Work to do
Retype every line of the items below exactly as they appear, leaving out the pictures.

Excerpts from a point labeling dataset
▬▬▬▬▬▬▬▬▬▬
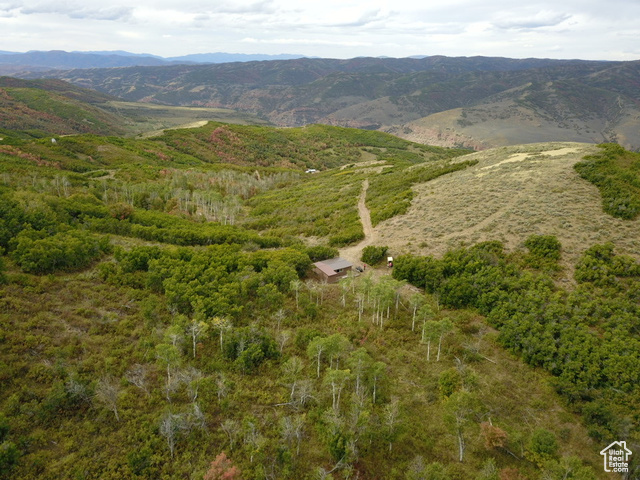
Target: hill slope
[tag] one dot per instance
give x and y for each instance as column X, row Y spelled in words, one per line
column 500, row 101
column 511, row 193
▬▬▬▬▬▬▬▬▬▬
Solution to the problem
Target: hill slope
[tag] one dot per instance
give x and y for each instance as column X, row Y spelled in words, one per line
column 500, row 101
column 511, row 193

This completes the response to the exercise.